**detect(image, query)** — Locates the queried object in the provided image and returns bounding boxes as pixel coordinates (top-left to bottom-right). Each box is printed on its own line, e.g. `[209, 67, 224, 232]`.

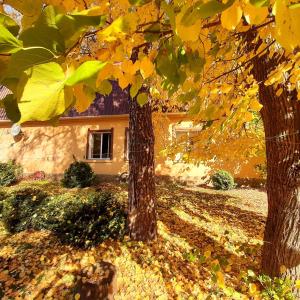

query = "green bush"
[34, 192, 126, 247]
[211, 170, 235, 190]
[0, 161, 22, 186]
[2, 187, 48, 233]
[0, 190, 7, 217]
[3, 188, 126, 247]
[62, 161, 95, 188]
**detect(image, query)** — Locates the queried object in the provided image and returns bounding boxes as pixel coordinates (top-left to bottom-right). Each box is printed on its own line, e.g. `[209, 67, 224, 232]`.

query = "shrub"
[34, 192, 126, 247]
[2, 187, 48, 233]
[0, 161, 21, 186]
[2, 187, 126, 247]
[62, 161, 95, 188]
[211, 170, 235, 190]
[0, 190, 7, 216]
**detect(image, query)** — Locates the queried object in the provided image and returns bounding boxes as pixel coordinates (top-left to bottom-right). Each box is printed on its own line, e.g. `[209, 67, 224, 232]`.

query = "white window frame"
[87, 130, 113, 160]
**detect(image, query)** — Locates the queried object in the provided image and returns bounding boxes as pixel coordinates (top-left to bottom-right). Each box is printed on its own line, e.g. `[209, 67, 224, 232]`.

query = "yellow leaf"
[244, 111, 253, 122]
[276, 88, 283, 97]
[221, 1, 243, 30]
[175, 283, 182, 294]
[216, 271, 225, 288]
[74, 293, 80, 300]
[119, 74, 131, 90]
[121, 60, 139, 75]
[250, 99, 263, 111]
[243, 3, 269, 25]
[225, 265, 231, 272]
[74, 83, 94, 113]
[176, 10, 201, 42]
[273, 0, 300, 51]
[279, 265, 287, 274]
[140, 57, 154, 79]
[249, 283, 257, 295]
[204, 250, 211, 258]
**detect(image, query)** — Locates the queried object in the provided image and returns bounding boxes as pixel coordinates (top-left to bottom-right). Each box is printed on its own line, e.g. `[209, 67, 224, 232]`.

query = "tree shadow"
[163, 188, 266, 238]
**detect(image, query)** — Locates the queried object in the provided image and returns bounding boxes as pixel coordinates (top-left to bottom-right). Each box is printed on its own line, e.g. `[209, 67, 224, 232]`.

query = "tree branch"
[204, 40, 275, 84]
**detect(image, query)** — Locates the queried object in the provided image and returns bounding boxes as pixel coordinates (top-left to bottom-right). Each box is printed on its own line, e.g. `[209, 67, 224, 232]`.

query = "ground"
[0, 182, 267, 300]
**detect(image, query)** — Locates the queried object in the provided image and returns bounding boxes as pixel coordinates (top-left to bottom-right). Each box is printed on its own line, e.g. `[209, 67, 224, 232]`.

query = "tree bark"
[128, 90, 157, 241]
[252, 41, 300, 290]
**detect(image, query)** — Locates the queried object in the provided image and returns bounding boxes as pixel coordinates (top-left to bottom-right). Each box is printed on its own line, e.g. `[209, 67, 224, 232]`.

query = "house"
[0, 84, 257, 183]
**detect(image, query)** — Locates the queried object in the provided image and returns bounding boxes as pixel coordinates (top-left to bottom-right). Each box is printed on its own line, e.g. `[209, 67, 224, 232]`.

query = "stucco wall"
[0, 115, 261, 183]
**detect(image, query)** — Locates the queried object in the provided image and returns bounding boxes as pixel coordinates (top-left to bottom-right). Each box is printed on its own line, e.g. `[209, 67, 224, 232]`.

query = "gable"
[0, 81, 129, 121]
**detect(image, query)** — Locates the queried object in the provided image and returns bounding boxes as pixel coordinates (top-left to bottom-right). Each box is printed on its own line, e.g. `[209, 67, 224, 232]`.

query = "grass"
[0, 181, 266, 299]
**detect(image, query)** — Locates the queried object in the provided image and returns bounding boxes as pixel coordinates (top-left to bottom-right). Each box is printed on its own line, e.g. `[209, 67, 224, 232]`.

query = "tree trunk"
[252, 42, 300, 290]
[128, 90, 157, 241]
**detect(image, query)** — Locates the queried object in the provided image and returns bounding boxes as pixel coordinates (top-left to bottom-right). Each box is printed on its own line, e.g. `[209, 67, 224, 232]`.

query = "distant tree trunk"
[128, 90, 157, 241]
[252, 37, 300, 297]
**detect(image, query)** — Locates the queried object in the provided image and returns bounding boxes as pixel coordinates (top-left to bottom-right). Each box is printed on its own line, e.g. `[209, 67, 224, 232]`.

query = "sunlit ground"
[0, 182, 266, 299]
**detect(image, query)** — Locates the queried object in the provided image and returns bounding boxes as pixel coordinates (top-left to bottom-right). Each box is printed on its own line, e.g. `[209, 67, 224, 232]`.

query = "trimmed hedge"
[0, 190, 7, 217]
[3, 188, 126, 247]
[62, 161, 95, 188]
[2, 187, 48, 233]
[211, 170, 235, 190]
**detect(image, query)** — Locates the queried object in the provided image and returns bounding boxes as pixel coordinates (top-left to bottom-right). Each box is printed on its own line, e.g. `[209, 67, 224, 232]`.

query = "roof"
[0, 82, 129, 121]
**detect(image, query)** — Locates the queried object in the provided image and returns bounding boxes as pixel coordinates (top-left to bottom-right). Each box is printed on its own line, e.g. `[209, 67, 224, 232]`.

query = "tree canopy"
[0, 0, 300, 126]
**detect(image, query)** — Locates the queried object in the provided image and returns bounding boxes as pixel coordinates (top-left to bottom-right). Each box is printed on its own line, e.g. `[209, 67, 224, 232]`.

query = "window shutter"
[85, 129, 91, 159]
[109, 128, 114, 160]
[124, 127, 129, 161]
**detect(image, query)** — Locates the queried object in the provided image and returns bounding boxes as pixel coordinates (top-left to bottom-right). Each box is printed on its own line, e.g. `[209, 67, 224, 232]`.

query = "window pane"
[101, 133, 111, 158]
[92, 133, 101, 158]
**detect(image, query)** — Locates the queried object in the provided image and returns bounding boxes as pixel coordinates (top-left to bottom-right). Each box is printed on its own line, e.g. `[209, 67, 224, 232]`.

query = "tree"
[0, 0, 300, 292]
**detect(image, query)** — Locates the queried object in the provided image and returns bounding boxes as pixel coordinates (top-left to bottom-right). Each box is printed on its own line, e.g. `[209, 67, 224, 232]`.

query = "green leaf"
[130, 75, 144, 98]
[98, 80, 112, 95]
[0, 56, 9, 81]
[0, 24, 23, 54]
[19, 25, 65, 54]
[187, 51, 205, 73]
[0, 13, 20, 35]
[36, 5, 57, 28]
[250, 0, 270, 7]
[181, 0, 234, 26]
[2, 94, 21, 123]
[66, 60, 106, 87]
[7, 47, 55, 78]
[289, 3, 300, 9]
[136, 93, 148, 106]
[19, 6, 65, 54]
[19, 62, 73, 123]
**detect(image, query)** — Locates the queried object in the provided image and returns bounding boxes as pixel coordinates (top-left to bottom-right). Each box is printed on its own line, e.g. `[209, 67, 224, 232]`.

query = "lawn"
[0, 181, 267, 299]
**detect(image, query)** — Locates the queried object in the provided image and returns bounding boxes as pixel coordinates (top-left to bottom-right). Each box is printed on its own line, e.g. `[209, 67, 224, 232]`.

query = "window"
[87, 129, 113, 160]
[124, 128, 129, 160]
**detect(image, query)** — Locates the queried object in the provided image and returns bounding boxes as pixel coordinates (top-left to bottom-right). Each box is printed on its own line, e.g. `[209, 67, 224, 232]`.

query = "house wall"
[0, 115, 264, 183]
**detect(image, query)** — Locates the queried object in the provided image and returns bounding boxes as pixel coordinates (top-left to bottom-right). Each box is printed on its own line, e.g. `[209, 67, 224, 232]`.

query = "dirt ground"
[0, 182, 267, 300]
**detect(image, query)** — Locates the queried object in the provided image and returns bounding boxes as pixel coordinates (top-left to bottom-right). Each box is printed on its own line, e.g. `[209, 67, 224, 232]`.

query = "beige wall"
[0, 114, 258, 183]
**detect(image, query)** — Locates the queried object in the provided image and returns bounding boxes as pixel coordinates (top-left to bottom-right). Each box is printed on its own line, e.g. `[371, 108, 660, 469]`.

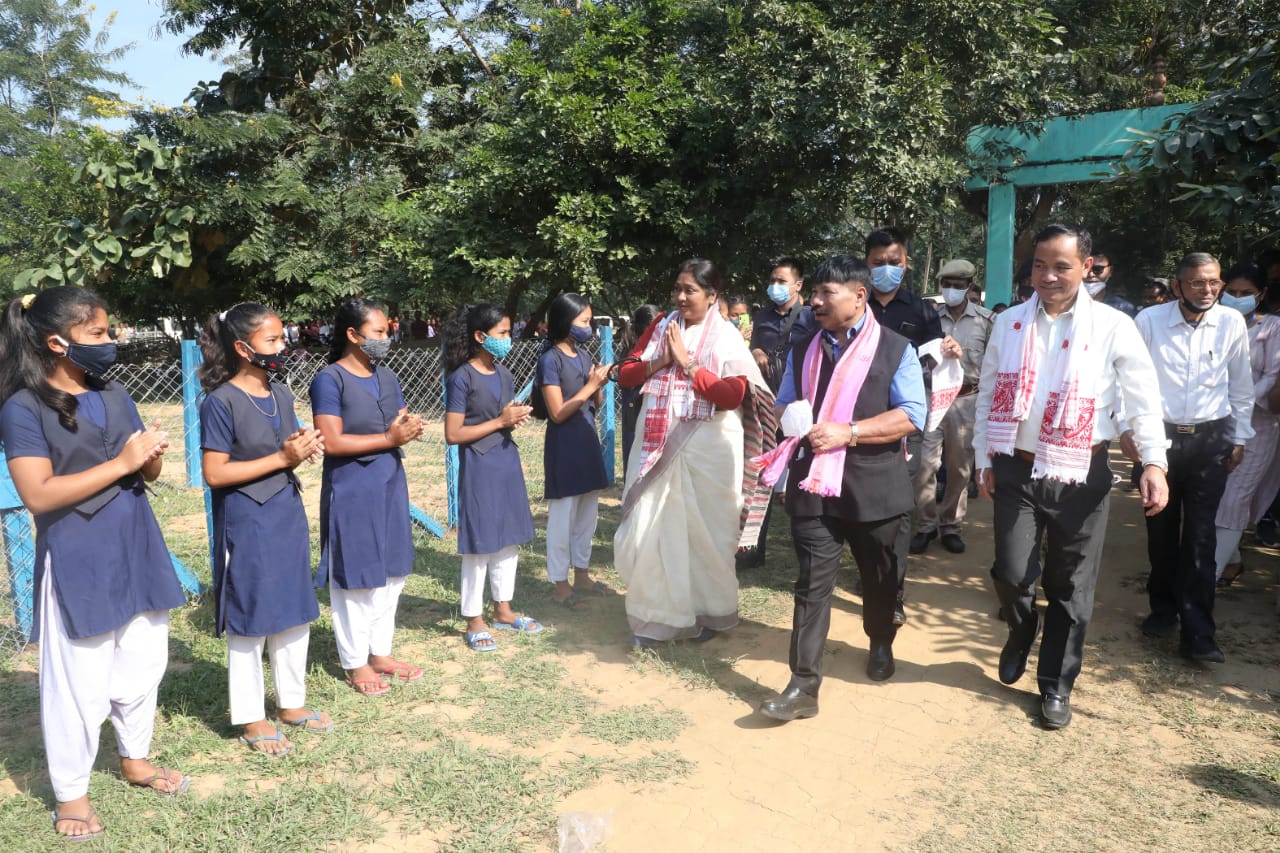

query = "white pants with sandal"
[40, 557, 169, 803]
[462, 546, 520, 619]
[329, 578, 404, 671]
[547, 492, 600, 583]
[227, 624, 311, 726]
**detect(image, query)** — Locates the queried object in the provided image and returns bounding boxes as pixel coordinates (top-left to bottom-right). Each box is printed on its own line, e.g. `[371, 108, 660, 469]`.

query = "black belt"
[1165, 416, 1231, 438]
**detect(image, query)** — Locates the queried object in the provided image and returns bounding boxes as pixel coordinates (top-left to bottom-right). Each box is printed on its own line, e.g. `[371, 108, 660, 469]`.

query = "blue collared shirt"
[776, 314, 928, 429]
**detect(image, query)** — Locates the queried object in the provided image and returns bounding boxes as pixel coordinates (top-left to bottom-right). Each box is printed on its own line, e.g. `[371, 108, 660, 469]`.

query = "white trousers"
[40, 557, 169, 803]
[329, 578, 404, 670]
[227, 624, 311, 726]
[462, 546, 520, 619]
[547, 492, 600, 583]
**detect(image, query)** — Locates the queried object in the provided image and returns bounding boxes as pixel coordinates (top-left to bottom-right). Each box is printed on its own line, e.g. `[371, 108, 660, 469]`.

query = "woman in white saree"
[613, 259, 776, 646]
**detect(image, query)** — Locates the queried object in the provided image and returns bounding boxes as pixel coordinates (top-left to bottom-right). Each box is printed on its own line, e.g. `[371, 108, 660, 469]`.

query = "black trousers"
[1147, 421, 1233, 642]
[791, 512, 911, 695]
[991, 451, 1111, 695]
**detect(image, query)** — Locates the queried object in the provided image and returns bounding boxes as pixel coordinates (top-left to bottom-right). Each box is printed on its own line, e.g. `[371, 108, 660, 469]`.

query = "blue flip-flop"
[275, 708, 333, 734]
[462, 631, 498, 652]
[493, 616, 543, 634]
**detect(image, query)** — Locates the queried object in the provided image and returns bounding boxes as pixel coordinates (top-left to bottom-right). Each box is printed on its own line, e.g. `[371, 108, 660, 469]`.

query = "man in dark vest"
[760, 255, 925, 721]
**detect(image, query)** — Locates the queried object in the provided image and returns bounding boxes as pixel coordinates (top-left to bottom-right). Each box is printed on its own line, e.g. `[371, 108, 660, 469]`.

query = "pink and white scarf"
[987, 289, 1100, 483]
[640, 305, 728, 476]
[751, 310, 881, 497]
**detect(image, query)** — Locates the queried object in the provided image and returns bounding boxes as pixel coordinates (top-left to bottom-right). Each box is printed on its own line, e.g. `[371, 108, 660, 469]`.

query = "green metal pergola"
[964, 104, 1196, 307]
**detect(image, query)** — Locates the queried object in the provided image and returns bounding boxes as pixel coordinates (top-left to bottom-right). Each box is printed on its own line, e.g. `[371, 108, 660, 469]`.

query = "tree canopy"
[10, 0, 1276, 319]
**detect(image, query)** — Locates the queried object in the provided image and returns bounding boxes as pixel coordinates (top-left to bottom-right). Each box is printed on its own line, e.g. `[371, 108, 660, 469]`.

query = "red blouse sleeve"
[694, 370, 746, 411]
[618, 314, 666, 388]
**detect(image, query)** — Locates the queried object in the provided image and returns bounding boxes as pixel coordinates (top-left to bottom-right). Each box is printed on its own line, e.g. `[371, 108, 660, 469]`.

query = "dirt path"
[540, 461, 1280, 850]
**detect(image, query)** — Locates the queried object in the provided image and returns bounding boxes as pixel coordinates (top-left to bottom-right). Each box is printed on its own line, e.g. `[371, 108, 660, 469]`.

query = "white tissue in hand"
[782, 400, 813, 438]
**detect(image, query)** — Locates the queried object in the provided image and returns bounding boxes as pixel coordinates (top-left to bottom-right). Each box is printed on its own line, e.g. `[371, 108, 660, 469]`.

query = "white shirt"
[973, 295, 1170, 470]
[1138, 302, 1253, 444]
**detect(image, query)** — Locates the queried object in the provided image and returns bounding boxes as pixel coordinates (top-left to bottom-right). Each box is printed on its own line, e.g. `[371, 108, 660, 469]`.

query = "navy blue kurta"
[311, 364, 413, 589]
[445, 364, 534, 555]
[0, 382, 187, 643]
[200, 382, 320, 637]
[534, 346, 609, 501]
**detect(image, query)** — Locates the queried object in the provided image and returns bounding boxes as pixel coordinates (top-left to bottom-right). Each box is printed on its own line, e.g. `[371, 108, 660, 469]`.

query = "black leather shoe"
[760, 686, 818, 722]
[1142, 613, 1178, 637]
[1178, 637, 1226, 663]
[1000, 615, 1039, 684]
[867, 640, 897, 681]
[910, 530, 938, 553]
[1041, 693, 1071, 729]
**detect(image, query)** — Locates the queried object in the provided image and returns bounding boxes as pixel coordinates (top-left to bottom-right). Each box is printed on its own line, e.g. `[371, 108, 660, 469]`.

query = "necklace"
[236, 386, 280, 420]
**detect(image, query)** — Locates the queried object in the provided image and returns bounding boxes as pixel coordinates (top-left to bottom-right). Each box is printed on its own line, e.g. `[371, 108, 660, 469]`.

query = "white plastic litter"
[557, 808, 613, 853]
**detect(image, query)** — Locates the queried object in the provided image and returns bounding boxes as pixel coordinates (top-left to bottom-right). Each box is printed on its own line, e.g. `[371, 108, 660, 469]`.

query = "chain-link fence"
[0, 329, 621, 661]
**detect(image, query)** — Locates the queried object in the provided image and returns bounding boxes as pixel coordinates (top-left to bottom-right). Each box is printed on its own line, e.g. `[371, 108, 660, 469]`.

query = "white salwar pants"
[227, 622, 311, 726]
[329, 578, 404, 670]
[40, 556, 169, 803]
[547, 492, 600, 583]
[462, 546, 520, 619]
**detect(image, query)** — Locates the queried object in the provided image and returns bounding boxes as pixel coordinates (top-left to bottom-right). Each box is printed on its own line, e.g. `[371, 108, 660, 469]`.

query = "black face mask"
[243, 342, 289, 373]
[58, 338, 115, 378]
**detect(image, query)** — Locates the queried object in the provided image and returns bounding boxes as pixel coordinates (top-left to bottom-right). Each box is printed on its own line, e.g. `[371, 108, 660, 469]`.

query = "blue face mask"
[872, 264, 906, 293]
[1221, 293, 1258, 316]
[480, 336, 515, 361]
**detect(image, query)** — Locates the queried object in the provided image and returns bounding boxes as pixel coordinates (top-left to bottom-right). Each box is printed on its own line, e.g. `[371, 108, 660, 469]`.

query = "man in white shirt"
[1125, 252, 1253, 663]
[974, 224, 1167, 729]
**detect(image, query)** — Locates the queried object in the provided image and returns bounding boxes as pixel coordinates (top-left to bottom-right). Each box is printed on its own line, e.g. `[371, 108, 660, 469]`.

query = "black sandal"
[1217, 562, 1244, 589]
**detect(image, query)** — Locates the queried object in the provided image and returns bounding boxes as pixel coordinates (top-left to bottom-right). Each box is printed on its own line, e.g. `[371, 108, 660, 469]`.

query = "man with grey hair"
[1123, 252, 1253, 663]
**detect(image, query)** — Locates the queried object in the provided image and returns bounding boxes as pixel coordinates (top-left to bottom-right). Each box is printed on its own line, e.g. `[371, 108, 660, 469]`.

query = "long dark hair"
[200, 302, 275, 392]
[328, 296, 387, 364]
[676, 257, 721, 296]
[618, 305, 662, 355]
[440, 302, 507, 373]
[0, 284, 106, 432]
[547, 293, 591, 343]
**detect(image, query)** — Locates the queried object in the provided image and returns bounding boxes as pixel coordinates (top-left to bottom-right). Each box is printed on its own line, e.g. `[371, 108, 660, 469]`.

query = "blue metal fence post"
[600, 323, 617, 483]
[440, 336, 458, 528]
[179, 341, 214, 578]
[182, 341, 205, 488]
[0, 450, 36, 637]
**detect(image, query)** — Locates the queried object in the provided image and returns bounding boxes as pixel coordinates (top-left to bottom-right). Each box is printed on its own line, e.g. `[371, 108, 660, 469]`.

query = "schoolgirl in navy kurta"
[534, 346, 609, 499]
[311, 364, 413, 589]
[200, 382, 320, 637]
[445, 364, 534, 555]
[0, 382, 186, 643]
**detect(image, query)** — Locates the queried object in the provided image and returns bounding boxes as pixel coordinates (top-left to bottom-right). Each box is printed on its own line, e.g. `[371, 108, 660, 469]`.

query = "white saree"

○ ○ ○ ○

Stated task:
Starting at the beginning of the material and ending with the line that contains "[204, 250, 211, 258]", including that line, reproduce every line without alteration. Omit the pictures.

Written answer:
**detect(image, query)** — Locates the queried object in the provided image and returns bounding boxes as pixel coordinates (top-left to bottom-right). Each box is printed on its own line, e.g. `[209, 67, 224, 232]`.


query = "green bush"
[34, 192, 126, 247]
[211, 170, 235, 190]
[0, 161, 22, 186]
[2, 187, 48, 233]
[0, 190, 7, 217]
[3, 188, 126, 247]
[62, 161, 95, 188]
**detect(image, query)** — Locates the queried object in the provided image and returns bounding boxes as pixel coordinates (top-left to bottom-right). Each box is printed on its own line, e.g. `[209, 67, 224, 232]`.

query = "shrub"
[34, 192, 126, 247]
[2, 187, 48, 233]
[0, 161, 21, 186]
[2, 187, 126, 247]
[62, 161, 95, 188]
[211, 170, 235, 190]
[0, 190, 7, 216]
**detect(image, query)** — Locates the queried object in the provided image and returns bounding boxes as pixel coordinates (top-left to bottom-right). Each box is printed on its own line, e.g. `[209, 67, 224, 232]`.

query = "white window frame"
[87, 130, 113, 160]
**detect(image, query)** — Locates the queried object in the provided image and returns bounding boxes as pixel coordinates (top-left to bottom-right). Each box is printed on its own line, e.g. `[209, 67, 224, 232]`.

query = "yellow leaf"
[244, 111, 253, 122]
[276, 88, 283, 97]
[221, 1, 243, 30]
[175, 283, 182, 294]
[216, 271, 225, 288]
[74, 293, 80, 300]
[119, 74, 131, 90]
[121, 60, 139, 75]
[250, 99, 263, 111]
[243, 3, 269, 25]
[225, 265, 231, 272]
[74, 83, 94, 113]
[176, 10, 201, 42]
[273, 0, 300, 51]
[279, 265, 287, 274]
[140, 57, 154, 79]
[249, 283, 257, 295]
[204, 250, 211, 258]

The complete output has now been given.